Give the listing below again in full, exactly as written.

- - -

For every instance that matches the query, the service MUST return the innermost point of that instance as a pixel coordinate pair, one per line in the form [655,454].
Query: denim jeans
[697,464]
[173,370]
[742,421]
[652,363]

- - -

__ANSWER TO THE TASK__
For every instance that matches the query, the service MUST return the innermost point of that instance as a pixel coordinate pair, one per line in the form [655,454].
Query: denim jeans
[697,464]
[173,370]
[742,421]
[652,363]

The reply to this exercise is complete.